Passage
::::::::::

Babies and relationships

It’s been a little while since I’ve posted anything. Nothing much has changed for me. Lockdown has had no impact on my life I’m still in work every day. The biggest thing I miss is socialising with friends. But on a whole I feel happier in myself, even if the cat is costing me an absolute fortune a month now. (Good thing I love him).

For a while I’ve been feeling an emptiness and could never really pinpoint what it was. Obviously depression and anxiety do not help. I’ve tried a dozen hobbies and although my studies keep me busy and it’s all part of a long term goal it doesn’t stop the empty feeling.

::::::::::

Source material
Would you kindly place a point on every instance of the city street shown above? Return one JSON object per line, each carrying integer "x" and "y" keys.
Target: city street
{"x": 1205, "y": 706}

::::::::::

Exercise
In the post on babies and relationships, what does the writer say they miss most?

Exercise solution
Socializing with friends.